Beantworte die folgenden Fragen anhand des Auszugs zu § 754:
(a) Wodurch wird der Gerichtsvollzieher laut Absatz 2 gegenüber dem Schuldner und Dritten ermächtigt?
(b) Zu welchem Datum ist die neu gefasste Vorschrift in Kraft getreten?
(c) Welche früheren Vorschriften fasst sie inhaltlich zusammen?

# Auszug zum Lesen
○ ○ ○
Gesetzestext
(1) Durch den Vollstreckungsauftrag und die Übergabe der vollstreckbaren Ausfertigung wird der Gerichtsvollzieher ermächtigt, Leistungen des Schuldners entgegenzunehmen und diese zu quittieren sowie mit Wirkung für den Gläubiger Zahlungsvereinbarungen nach Maßgabe des § 802b zu treffen.
(2) Dem Schuldner und Dritten gegenüber wird der Gerichtsvollzieher zur Vornahme der Zwangsvollstreckung und der in Absatz 1 bezeichneten Handlungen durch den Besitz der vollstreckbaren Ausfertigung ermächtigt. Der Mangel oder die Beschränkung des Auftrags kann diesen Personen gegenüber von dem Gläubiger nicht geltend gemacht werden.
A. Ratio und Anwendungsbereich.
Rn 1
Die Vorschrift ist durch das ZwVollStrÄndG v 29.7.09 (BGBl I S 2258) neu gefasst worden und zum 1.1.13 in Kraft getreten. Inhaltlich fasst sie §§ 754, 755 aF nunmehr in Abs 1 und 2 zusammen. In Abs 1 nimmt die Regelung das Verhältnis von Gläubiger und GV außerhalb des eigentlichen Vollstreckungsverfahrens in den Blick. Nach § 754 obliegt dem GV im Rahmen seiner Amtsbefugnisse nicht nur die zwangsweise Durchsetzung des Vollstreckungsanspruchs. Er wirkt auch an einer Verständigung zwischen Schuldner und Gläubiger außerhalb der Zwangsvollstreckung mit, in dem er ua auch der legitimierte Empfänger für freiwillige Zahlungen des Schuldners auf die titulierte Forderung ist und mit diesem Zahlungsvereinbarungen nach § 802b treffen kann. Die Vorschrift favorisiert daher eine gütliche Einigung in der Zwangsvollstreckung und bringt damit ein wichtiges Regelungsanliegen des Gesetzes zur Reform der Sachaufklärung in der Zwangsvollstreckung zum Ausdruck (BTDrs 16/100069 v 30.7.08, 24; s vor § 704 Rn 23). § 754 ist notwendig, weil sich aus dem Vollstreckungsauftrag allein nur die Befugnis des GV herleiten lässt, Leistungen entgegenzunehmen, die mit den Mitteln der Zwangsvollstreckung beim Schuldner beigetrieben worden sind, bei Geld also durch Wegnahme nach § 815. Auch bei der Entgegennahme freiwilliger Leistungen und dem Abschluss von Zahlungsvereinbarungen handelt der GV stets hoheitlich (Frankf NJW 63, 773, 774 [OLG Frankfurt am Main 22.11.1962 - 1 Ss 911/62]). Nicht etwa wird er als Vertreter des Gläubigers tätig (Musielak/Lackmann § 754 Rz 2). § 754 ist auf andere Vollstreckungsorgane als den GV nicht übertragbar und regelt nur dessen Rechtsbeziehung zum Gläubiger. Vom Rechtsverhältnis von GV zum Schuldner und Dritten handelt dagegen Abs 2. Die Vorschrift betrifft seine Tätigkeit innerhalb und außerhalb der Zwangsvollstreckung. Sie gilt nur für die Tätigkeit des GV, nicht für die der anderen Vollstreckungsorgane.
○ ○ ○
Aus einer Sammlung entnommene Daten:
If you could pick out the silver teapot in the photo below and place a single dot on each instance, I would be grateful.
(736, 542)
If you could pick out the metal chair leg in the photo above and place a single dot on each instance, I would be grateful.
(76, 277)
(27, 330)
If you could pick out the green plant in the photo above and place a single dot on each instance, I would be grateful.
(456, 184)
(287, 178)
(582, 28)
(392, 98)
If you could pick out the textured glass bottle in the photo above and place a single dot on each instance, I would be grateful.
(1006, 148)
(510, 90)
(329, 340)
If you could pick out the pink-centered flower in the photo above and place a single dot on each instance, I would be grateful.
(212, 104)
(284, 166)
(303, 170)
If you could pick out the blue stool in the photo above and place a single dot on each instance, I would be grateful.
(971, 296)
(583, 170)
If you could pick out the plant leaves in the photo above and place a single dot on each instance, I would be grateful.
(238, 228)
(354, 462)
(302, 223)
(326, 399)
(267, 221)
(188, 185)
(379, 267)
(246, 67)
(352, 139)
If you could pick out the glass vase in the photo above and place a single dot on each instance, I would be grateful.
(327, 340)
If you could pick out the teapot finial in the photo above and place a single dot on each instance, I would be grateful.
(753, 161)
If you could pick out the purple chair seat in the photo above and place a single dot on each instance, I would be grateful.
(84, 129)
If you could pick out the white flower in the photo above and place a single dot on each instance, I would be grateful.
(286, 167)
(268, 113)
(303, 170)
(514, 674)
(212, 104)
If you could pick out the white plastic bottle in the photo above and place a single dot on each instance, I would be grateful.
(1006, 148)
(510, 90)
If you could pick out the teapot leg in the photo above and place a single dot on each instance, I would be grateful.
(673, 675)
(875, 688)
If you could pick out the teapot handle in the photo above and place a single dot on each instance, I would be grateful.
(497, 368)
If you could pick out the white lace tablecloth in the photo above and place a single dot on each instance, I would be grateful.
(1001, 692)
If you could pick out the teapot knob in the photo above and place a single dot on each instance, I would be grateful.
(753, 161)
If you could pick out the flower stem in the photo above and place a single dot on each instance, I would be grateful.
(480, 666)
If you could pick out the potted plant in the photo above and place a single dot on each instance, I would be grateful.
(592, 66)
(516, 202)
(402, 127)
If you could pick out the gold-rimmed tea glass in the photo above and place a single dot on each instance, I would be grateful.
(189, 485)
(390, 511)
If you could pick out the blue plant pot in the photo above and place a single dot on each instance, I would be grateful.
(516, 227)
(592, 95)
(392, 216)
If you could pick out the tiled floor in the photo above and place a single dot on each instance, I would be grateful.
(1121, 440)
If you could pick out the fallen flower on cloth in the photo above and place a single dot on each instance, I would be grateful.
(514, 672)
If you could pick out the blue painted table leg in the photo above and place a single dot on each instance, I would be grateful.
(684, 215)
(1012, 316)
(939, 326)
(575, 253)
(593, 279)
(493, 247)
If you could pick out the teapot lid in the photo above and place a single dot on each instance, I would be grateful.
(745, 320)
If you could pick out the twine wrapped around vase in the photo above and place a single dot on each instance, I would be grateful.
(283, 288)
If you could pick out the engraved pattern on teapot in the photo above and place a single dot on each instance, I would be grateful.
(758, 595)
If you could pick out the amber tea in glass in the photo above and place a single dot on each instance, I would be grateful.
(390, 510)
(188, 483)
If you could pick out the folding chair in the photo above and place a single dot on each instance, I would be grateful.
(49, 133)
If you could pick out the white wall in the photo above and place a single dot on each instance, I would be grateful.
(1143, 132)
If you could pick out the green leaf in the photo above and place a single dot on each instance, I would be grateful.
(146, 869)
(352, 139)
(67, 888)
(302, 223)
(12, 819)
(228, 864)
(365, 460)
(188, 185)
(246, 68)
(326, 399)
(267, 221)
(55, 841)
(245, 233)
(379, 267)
○ ○ ○
# Lösung
(a) Durch den Besitz der vollstreckbaren Ausfertigung.
(b) Zum 1.1.13.
(c) §§ 754, 755 aF.